WHAT THE TASK REQUIRES: This task calls for every line of the material to be output verbatim.
START DATASET
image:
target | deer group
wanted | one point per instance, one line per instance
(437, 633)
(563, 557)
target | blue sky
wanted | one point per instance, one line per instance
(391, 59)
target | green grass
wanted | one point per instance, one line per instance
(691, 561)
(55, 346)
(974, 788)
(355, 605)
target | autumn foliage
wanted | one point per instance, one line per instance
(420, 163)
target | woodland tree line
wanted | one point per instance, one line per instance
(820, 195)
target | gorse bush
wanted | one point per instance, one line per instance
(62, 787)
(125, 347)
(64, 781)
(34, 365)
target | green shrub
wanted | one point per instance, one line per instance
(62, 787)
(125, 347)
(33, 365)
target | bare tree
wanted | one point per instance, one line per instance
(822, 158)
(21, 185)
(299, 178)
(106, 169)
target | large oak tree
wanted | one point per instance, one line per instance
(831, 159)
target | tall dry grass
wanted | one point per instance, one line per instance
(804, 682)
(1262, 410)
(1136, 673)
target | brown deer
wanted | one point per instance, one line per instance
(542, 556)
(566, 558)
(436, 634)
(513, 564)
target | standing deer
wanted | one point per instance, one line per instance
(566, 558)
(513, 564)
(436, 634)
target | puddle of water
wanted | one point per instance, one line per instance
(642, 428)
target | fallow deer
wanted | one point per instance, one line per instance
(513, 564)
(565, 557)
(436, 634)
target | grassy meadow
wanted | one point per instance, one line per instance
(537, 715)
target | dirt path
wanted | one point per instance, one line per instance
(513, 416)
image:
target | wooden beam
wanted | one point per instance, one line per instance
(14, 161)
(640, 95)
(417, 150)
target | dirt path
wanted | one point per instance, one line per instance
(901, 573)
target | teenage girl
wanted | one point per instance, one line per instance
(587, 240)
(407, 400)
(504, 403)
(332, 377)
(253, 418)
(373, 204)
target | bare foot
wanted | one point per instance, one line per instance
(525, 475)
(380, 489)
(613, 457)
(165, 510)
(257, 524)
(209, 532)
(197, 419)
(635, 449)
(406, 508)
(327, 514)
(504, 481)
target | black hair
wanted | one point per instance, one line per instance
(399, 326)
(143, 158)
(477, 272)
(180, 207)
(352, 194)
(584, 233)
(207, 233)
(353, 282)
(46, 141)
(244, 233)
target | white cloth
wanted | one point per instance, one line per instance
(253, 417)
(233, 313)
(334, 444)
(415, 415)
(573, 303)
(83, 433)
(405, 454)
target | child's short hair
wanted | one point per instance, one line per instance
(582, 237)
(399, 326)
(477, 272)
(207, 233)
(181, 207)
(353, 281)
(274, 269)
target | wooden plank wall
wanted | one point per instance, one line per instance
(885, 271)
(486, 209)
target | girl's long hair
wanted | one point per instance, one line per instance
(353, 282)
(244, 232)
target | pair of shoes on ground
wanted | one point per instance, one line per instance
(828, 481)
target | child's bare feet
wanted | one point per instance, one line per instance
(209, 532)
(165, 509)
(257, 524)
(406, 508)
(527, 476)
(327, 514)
END DATASET
REPLY:
image:
target | deer group
wanted | one point per instance, one line per instance
(437, 633)
(563, 557)
target | blue sky
wanted | one point per instance, one line per instance
(391, 59)
target | green grass
wanted | one point per instance, one line per instance
(691, 561)
(55, 346)
(974, 788)
(355, 605)
target | autumn foliage
wanted | one point per instance, one line per instance
(420, 163)
target | woodland tree line
wanted | one point per instance, one line per instance
(820, 195)
target | gorse bush
wanted | one point per instance, one line per instance
(62, 787)
(125, 347)
(64, 781)
(34, 365)
target | green shrub
wanted | one point per instance, one line per instance
(62, 787)
(125, 347)
(33, 365)
target | bare tree
wanted | one point per instance, one line per instance
(822, 158)
(21, 185)
(299, 178)
(106, 169)
target | large oak tree
wanted | one point per instance, one line per instance
(831, 159)
target | tall dry grass
wanted | one point per instance, one line per instance
(804, 682)
(1262, 410)
(1136, 673)
target | brown deer
wanted | one point per instance, one line per instance
(542, 556)
(566, 558)
(436, 634)
(513, 564)
target | standing deer
wanted | one point per instance, one line per instance
(566, 558)
(513, 564)
(436, 634)
target | puddle of water
wanted | one point per instance, one line per instance
(642, 428)
target | fallow deer
wanted | one point per instance, one line per instance
(513, 564)
(565, 557)
(436, 634)
target | grassy meadow
wanted | one point per instance, one line per instance
(537, 715)
target | dirt path
wanted | one point per instance, one line per instance
(513, 416)
image:
target | wooden beam
wanted | one point per instance, one line per instance
(14, 161)
(640, 95)
(417, 150)
target | dirt path
wanted | one point per instance, one line per instance
(901, 573)
target | teenage girl
wanted | one point per instance, one line per instance
(587, 240)
(407, 400)
(504, 403)
(332, 377)
(253, 418)
(373, 204)
target | bare foot
wanted | one point per instance, one line per instance
(525, 475)
(380, 489)
(613, 457)
(165, 510)
(257, 524)
(209, 532)
(197, 419)
(635, 449)
(406, 508)
(327, 514)
(504, 481)
target | black hair
wanted | one point per instance, one line per instance
(399, 326)
(143, 158)
(477, 272)
(180, 207)
(352, 194)
(584, 233)
(207, 233)
(353, 282)
(46, 141)
(244, 233)
target | white cloth
wanted | one point per instance, one line per instance
(253, 417)
(233, 313)
(334, 444)
(415, 415)
(573, 303)
(83, 433)
(405, 454)
target | child's short hair
wanted | one point per instance, one line per instance
(582, 237)
(399, 326)
(477, 272)
(207, 233)
(181, 207)
(353, 281)
(274, 269)
target | wooden plank wall
wanted | one point per instance, one line per instance
(885, 271)
(486, 209)
target | girl's long hair
wanted | one point per instance, one line per instance
(353, 282)
(244, 232)
target | pair of shoes on ground
wanted | one point per instance, one line per instance
(828, 481)
target | child's bare feet
wanted | one point per instance, one line per instance
(209, 532)
(165, 509)
(257, 524)
(406, 508)
(527, 476)
(327, 514)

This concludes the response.